America as the Future
America And Cosmic Man.
by Wyndham Lewis.
Doubleday. 247 pp. $2.75.

 

This is a curious book. We have become so accustomed to the picture of America as a cultural wasteland and to attacks on the standardization of American life, that when a writer singles out these widely deplored things for praise, he seems at first sight merely wilfully intransigent or paradoxical.

True, in recent years literary nationalism has become a familiar phenomenon represented by such figures as Dos Passos, MacLeish, and Van Wyck Brooks. But whereas the literary nationalists stick their thumbs into the American past in the hope of pulling out the plum of an authentic native heritage, Lewis is interested only in the future of America, and it is precisely its lack of a national tradition along European lines that pleases him. Far from seeking for values in the past, he devotes over half of his book to excursions into American history in order to emphasize the limited and unpromising beginnings of the nation which was “born out of that very parochial Partysystem of British origin” and founded by “bewigged replicas of English polite society.”

Lewis sees the violence, irrationality, and rootlessness of American life as positive qualities; qualities not only to be valued in themselves as exuberant proliferations of the human spirit, but also to be welcomed as the birthpangs of the world society of the future, the society of “cosmic man” (by “cosmic” he means cosmopolitan or internationalist). In effect he turns on its head the negative image which so many European and American intellectuals have of America.

_SUPPLIED DATA_.
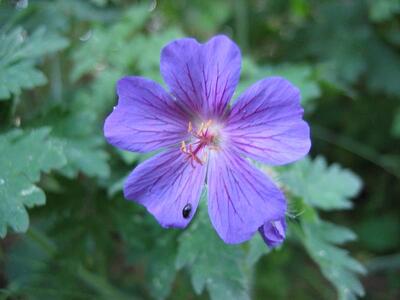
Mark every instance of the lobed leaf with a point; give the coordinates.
(211, 263)
(19, 55)
(23, 156)
(322, 186)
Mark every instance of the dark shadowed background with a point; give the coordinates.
(67, 232)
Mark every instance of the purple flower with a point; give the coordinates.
(274, 232)
(204, 140)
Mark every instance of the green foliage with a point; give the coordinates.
(87, 242)
(24, 155)
(82, 147)
(321, 240)
(19, 53)
(211, 263)
(321, 186)
(327, 188)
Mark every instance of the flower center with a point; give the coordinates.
(202, 139)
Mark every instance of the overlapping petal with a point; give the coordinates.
(166, 184)
(274, 232)
(202, 76)
(266, 123)
(240, 197)
(146, 117)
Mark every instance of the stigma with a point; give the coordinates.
(201, 141)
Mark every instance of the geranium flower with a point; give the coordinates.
(205, 140)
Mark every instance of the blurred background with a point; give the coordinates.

_GIVEN TASK 1_. Translate this sentence from the book review into Spanish: "In effect he turns on its head the negative image which so many European and American intellectuals have of America."
_GIVEN TASK 2_. Write out the entries again, from the line holding "Mark every instance of the stigma" through the last line of the entries, inclusive. Offset every coordinate by adding 17 to both of its numbers.

_COMPLETE RESPONSE 1_. En efecto, pone de cabeza la imagen negativa que tantos intelectuales europeos y estadounidenses tienen de Estados Unidos.

_COMPLETE RESPONSE 2_.
Mark every instance of the stigma with a point; give the coordinates.
(218, 158)
Mark every instance of the geranium flower with a point; give the coordinates.
(222, 157)
Mark every instance of the blurred background with a point; give the coordinates.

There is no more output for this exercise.